Problem requirements. For every entry, output the exact wording.

BEGIN

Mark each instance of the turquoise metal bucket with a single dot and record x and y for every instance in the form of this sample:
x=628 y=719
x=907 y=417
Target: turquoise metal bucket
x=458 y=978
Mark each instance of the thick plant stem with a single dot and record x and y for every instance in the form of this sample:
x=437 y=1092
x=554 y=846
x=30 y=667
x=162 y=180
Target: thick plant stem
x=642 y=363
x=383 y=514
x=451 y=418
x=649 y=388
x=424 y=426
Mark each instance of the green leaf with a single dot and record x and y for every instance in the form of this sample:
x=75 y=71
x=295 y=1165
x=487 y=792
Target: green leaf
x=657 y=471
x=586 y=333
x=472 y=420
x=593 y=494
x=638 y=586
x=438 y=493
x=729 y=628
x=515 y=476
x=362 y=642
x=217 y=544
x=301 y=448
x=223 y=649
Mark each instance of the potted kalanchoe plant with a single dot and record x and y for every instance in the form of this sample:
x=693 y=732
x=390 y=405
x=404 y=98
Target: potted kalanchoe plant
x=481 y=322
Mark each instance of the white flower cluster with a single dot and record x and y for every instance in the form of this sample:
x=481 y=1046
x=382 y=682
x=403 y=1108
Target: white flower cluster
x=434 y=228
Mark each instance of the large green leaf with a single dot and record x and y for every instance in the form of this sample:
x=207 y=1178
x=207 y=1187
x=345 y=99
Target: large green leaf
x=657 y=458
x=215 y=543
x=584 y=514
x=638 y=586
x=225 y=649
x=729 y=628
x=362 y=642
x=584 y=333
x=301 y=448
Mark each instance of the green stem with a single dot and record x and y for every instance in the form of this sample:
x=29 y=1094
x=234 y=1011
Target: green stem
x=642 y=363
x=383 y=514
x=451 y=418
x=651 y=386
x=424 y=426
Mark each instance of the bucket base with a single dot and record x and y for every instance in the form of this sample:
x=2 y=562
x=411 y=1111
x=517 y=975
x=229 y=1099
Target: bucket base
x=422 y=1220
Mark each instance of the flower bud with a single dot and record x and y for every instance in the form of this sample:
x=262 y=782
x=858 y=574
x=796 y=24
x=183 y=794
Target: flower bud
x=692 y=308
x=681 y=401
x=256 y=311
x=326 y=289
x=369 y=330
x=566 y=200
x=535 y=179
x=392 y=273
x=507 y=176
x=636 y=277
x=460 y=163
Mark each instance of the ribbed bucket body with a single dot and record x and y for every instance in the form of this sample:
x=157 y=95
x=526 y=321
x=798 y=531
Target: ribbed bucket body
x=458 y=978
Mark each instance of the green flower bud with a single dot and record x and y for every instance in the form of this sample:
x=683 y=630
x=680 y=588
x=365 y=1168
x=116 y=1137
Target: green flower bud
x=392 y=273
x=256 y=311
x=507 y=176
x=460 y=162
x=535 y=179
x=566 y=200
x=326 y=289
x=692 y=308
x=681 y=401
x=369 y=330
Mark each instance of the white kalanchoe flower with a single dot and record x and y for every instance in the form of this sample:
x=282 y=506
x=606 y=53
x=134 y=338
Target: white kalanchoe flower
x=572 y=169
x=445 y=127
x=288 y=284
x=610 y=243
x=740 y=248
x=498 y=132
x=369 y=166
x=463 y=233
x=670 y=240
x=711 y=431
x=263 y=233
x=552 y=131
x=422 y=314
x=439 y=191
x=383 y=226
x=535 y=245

END

Answer section.
Mark each instance of the turquoise metal bucket with a single dot and record x and y for every instance in the form of this sample:
x=628 y=719
x=907 y=417
Target: turquoise metal bucket
x=458 y=978
Mark each instance of the thick plant stem with a single dot and record x and y for every instance in the form of this sample:
x=437 y=1092
x=554 y=846
x=30 y=667
x=162 y=180
Target: thick plant stem
x=642 y=363
x=383 y=514
x=451 y=418
x=649 y=388
x=424 y=426
Mark each instance of the green leaf with a single dot and record x and y for every instance in the form of this sample:
x=75 y=71
x=295 y=1165
x=487 y=792
Target: green leaf
x=657 y=471
x=586 y=333
x=472 y=420
x=593 y=494
x=638 y=586
x=438 y=493
x=729 y=628
x=515 y=476
x=362 y=642
x=217 y=544
x=301 y=448
x=223 y=649
Mark each instance of the potted kalanchoe plant with a single dot and record x and y for every instance in the form of this sample:
x=693 y=732
x=390 y=405
x=404 y=98
Target: potted kalanchoe plant
x=481 y=322
Mark each instance of the white flower cluster with a single dot and record x and y for every instance in the form of this sample:
x=481 y=1046
x=382 y=682
x=403 y=1108
Target: white flower cluster
x=434 y=228
Mark each instance of the large green leaf with a single dot and record x and y for every instance in the form of this sample:
x=207 y=1178
x=207 y=1187
x=345 y=99
Target: large green leaf
x=657 y=458
x=215 y=543
x=584 y=514
x=638 y=586
x=225 y=649
x=729 y=628
x=362 y=642
x=584 y=333
x=301 y=448
Mark each instance of the green stem with a single dot and record x and y for every instance in the form of this sample:
x=29 y=1094
x=234 y=1011
Target: green stem
x=642 y=363
x=383 y=514
x=451 y=418
x=651 y=386
x=424 y=426
Mark each instance of the bucket base with a single dot and record x and y for every instance in the form of this sample:
x=2 y=562
x=411 y=1111
x=517 y=975
x=229 y=1099
Target: bucket base
x=422 y=1220
Mark each instance of the flower bud with a single dot and record x and y for every instance in the form of this sample:
x=262 y=782
x=858 y=574
x=796 y=24
x=183 y=794
Target: flower bud
x=692 y=308
x=681 y=401
x=256 y=311
x=326 y=289
x=369 y=330
x=566 y=200
x=535 y=179
x=392 y=273
x=507 y=176
x=636 y=277
x=460 y=163
Mark each instance of the ribbed bucket body with a single dot and record x and y for every instance in the form of this sample:
x=157 y=95
x=526 y=321
x=798 y=531
Target: ribbed bucket body
x=458 y=978
Mark each instance of the green flower bud with a single dot and record x and y for every instance in the form of this sample:
x=683 y=630
x=680 y=588
x=365 y=1168
x=116 y=1137
Target: green flower bud
x=392 y=273
x=256 y=311
x=507 y=176
x=460 y=162
x=535 y=179
x=566 y=200
x=326 y=289
x=692 y=308
x=681 y=401
x=369 y=330
Mark each instance of the white kalanchoe flower with a single dot and record x and y for every instance in the form of this sample:
x=282 y=506
x=606 y=53
x=134 y=338
Target: white kalanchoe flower
x=572 y=169
x=445 y=127
x=288 y=284
x=610 y=243
x=740 y=248
x=498 y=132
x=369 y=166
x=463 y=233
x=670 y=240
x=711 y=431
x=263 y=233
x=552 y=131
x=422 y=314
x=439 y=191
x=383 y=226
x=535 y=245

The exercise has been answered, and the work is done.